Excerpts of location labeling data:
_ _ _ _

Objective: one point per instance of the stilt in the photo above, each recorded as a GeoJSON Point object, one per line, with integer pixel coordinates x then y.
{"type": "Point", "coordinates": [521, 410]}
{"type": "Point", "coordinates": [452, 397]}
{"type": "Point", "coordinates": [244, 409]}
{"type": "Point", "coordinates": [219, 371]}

_ _ _ _

▶ [TASK TO COMPLETE]
Please reproduce every line of the items above unchanged, except that each coordinate value in the answers moves up by 142.

▶ [WORKED SOLUTION]
Objective: one point per instance of the stilt in the photo above, each recorded as a GeoJSON Point object, one per line, with integer pixel coordinates x then y.
{"type": "Point", "coordinates": [663, 552]}
{"type": "Point", "coordinates": [594, 539]}
{"type": "Point", "coordinates": [386, 551]}
{"type": "Point", "coordinates": [361, 513]}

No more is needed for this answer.